▶ [About this task]:
The expected output is the exact lines from the one containing "Point to the frosted" through the end of the data, inclusive, and nothing else.

_ _ _ _

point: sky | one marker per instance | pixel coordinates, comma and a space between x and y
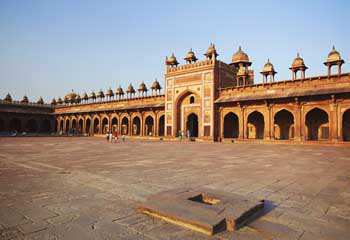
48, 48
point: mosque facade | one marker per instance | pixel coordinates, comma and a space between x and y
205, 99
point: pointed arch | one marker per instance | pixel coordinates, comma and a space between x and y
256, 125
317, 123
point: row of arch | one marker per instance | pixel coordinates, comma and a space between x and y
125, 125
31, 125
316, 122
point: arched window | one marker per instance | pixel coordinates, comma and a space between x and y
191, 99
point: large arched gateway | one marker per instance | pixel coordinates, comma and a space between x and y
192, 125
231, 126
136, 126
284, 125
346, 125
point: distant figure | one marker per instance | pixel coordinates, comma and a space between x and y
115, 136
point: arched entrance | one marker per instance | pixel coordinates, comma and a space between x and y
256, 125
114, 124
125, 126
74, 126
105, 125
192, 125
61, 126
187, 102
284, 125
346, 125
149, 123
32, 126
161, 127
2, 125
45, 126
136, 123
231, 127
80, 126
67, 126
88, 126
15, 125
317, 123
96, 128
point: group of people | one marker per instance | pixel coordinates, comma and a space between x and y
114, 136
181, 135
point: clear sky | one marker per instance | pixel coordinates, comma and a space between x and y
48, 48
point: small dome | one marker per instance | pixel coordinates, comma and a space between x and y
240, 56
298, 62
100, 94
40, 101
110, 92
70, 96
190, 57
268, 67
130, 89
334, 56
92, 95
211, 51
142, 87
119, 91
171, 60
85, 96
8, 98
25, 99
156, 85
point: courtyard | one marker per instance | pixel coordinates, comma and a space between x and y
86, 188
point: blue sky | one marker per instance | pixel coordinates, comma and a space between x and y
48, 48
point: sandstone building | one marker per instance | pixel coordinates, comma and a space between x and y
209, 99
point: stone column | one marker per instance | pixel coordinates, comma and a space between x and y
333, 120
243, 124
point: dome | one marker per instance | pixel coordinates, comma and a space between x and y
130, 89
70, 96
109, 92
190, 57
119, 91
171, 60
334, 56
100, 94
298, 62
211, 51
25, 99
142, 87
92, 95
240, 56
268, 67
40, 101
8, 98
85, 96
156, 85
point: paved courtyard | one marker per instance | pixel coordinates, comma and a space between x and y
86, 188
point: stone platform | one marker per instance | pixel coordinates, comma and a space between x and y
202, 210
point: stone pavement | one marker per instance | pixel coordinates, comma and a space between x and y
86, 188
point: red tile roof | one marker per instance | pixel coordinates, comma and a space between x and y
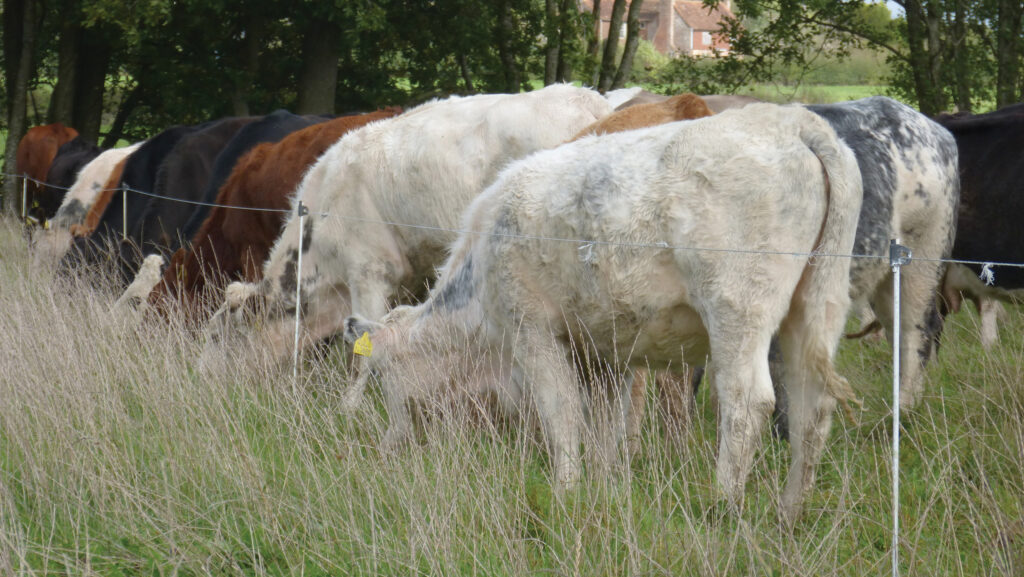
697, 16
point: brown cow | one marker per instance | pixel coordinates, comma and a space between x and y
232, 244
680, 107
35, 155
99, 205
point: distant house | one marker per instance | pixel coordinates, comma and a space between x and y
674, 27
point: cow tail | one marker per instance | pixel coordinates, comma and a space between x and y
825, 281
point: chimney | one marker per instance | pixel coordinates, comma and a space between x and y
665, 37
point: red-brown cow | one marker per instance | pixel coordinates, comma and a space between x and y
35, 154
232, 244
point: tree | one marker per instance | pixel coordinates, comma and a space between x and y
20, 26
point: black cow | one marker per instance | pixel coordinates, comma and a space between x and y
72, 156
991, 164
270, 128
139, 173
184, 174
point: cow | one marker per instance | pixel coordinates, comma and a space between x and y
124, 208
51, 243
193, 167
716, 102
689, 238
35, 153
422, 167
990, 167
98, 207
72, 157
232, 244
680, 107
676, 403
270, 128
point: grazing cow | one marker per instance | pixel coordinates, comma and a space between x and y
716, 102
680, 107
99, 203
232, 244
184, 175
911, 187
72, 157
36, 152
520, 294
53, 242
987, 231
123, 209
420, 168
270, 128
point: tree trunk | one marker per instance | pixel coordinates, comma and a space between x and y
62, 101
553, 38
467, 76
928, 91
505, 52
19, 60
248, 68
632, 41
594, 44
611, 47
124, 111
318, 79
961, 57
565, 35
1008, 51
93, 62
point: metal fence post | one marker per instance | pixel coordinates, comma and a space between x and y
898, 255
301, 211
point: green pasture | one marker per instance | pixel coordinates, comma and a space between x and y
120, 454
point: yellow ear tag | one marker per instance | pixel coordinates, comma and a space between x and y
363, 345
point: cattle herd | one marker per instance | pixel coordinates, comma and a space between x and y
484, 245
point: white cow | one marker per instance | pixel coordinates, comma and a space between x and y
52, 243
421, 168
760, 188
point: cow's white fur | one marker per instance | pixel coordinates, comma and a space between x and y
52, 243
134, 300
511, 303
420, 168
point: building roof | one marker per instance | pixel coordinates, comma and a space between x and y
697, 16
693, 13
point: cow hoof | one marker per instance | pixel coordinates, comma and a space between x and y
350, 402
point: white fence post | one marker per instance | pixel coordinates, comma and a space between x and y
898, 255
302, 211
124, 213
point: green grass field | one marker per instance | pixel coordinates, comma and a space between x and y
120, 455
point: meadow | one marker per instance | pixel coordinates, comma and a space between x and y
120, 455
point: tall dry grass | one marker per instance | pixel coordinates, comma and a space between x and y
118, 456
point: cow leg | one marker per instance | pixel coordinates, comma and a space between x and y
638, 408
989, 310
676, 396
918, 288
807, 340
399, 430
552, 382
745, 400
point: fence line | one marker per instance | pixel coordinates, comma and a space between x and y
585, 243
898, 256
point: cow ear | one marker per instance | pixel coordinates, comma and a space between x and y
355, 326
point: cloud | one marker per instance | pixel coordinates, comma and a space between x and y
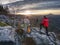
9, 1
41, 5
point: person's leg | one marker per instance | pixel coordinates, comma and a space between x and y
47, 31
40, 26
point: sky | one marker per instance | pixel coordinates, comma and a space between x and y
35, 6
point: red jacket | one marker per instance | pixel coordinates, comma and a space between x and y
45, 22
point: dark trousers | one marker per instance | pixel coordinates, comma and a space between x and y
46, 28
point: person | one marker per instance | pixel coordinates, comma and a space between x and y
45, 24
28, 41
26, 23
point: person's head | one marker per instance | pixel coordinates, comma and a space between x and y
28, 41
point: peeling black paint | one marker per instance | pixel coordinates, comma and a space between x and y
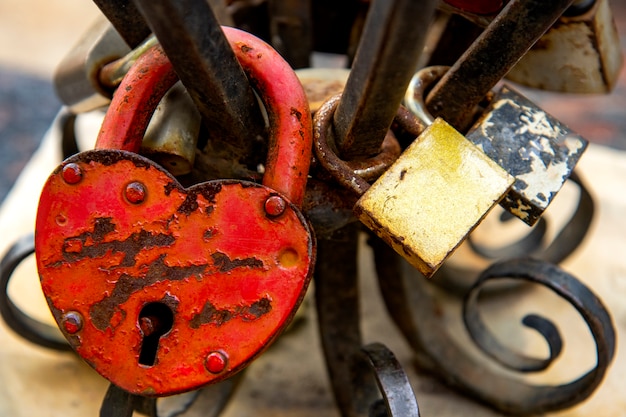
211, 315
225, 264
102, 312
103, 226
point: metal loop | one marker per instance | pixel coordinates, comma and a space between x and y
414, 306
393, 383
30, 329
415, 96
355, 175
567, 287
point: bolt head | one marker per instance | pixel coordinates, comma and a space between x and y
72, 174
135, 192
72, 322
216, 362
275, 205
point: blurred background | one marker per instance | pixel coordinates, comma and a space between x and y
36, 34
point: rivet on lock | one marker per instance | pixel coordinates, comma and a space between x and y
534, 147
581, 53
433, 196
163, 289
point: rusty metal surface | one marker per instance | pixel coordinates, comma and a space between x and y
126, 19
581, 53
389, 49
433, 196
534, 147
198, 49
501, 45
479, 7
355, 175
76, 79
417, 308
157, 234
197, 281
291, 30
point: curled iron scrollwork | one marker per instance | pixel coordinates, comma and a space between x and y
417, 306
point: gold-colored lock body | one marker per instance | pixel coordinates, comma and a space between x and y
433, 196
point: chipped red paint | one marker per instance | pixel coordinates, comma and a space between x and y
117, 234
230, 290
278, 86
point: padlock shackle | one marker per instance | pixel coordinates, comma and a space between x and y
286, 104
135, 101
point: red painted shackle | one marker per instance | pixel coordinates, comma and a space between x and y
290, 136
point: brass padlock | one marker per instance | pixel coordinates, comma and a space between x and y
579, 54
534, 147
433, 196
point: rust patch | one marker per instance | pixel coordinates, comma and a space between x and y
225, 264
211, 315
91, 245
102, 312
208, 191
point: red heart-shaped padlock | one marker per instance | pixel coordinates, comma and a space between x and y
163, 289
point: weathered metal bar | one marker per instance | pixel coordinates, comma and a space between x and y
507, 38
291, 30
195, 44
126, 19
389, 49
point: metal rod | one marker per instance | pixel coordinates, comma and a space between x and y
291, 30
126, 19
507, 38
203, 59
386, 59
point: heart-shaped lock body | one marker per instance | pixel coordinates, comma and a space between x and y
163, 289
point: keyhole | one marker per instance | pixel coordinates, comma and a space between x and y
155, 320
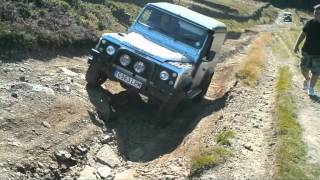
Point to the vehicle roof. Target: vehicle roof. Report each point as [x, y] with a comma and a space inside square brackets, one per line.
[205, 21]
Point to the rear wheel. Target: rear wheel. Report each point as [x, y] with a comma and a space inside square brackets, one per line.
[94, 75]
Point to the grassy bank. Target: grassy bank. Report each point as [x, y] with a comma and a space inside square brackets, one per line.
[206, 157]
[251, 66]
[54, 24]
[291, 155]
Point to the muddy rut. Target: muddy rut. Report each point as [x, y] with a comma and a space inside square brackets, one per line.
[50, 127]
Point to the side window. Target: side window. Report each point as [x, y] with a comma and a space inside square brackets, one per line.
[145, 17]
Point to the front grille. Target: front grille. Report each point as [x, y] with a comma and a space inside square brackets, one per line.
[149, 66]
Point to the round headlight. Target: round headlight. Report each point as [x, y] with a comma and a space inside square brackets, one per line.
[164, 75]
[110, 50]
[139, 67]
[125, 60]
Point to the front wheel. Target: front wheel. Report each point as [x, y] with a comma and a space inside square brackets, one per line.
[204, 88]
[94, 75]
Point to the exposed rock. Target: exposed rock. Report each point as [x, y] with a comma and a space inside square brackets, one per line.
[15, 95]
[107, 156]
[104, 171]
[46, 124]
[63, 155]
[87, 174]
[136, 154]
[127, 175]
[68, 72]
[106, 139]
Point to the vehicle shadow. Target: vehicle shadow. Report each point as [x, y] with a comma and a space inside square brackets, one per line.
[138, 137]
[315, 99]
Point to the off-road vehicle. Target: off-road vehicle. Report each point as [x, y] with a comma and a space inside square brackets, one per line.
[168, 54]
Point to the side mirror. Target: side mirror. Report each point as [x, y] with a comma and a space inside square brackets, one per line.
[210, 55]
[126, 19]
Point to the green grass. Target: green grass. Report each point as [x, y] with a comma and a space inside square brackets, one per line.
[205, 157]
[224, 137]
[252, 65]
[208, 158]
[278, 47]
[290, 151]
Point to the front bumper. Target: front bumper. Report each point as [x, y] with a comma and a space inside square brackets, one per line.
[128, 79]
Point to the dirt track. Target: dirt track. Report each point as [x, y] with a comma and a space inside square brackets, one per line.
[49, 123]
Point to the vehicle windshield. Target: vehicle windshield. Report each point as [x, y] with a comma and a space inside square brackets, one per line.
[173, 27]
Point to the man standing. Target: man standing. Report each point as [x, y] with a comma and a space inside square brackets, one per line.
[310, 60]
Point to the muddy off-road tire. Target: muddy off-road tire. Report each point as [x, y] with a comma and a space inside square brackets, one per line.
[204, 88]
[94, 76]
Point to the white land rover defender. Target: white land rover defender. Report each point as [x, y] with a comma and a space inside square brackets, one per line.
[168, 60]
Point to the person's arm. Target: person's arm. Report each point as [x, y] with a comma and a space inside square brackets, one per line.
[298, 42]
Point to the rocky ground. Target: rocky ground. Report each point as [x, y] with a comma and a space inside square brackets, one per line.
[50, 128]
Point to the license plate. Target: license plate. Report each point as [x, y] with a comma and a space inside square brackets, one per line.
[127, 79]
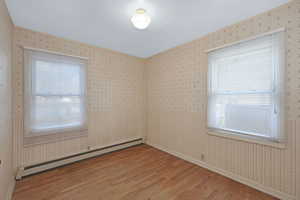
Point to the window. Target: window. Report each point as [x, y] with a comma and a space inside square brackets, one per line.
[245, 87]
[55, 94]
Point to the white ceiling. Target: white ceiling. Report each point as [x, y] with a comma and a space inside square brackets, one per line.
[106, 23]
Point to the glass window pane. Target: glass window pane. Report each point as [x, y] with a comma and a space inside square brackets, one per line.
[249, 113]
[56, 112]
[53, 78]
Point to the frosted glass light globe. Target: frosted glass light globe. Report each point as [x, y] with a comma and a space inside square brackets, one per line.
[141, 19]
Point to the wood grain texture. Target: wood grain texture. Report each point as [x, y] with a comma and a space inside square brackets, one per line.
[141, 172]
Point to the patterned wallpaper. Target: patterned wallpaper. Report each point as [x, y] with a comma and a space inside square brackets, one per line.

_ _ _ _

▶ [Reply]:
Point to the frosted glass light globe. Target: frosted glass light globe. Report each point as [x, y] with a comma and a space inside square brackets, one per line.
[141, 19]
Point to the wood grain texture. Target: wood grain texture. Report each point as [x, y] with a comma and a space inside square brackets, one per line.
[141, 172]
Point to the patterned wallpaper. Target: patterned wallpaper. Report each point as [x, y] with a comma and a space inside square brackets, one per line.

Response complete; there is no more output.